→ Work to be completed: The line that contains "Target: concrete step" and all lines following it to the end of the data below: set these down exactly, and nothing besides.

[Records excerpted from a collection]

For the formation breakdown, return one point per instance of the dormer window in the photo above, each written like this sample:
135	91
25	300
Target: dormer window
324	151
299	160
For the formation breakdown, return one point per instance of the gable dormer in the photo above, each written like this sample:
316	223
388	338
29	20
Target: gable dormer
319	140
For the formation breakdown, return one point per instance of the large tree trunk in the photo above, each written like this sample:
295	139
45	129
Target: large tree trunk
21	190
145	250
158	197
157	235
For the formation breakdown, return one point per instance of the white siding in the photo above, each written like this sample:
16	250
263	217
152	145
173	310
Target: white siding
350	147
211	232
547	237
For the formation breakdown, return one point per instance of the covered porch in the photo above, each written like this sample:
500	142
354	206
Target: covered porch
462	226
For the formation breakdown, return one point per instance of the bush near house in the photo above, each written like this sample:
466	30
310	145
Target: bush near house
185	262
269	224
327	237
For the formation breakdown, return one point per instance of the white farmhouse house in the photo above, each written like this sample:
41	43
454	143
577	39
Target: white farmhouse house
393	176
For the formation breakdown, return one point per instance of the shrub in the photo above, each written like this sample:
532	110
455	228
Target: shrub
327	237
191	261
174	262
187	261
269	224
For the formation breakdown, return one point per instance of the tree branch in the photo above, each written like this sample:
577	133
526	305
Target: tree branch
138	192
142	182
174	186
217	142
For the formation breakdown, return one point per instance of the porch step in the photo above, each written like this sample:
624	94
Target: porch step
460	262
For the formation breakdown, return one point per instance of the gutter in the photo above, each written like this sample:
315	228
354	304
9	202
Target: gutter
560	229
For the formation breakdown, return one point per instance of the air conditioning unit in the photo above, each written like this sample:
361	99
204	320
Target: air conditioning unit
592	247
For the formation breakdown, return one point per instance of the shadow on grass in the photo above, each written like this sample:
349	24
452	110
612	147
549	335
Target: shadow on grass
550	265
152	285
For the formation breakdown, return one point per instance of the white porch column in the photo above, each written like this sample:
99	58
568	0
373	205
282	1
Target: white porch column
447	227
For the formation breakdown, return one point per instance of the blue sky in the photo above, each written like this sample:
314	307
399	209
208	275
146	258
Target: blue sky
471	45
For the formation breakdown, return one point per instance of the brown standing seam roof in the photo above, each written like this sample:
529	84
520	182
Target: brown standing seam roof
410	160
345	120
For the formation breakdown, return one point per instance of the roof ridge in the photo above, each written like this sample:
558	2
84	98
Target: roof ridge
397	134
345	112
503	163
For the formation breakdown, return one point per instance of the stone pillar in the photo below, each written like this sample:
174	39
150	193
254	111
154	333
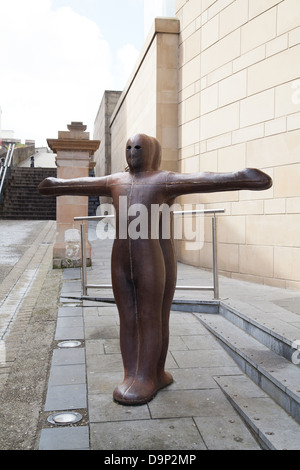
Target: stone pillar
73	149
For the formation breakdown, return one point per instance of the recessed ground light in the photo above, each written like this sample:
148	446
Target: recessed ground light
63	418
69	344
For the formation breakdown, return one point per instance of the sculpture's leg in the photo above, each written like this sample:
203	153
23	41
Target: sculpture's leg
167	245
126	303
141	340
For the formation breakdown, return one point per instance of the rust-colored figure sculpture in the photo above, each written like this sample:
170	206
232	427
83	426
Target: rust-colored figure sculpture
144	270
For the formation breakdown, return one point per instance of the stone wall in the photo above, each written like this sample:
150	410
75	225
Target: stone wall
22	153
239	106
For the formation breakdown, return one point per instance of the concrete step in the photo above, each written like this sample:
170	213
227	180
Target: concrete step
272	426
277	335
274	374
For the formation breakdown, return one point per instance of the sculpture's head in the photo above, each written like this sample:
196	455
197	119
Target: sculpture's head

→ Solution:
Target: concrete step
272	426
277	335
274	374
For the formation breakdown, return one point per instance of the sculpture's head in the photo above, each written like this sample:
196	455
197	119
Target: sculpture's head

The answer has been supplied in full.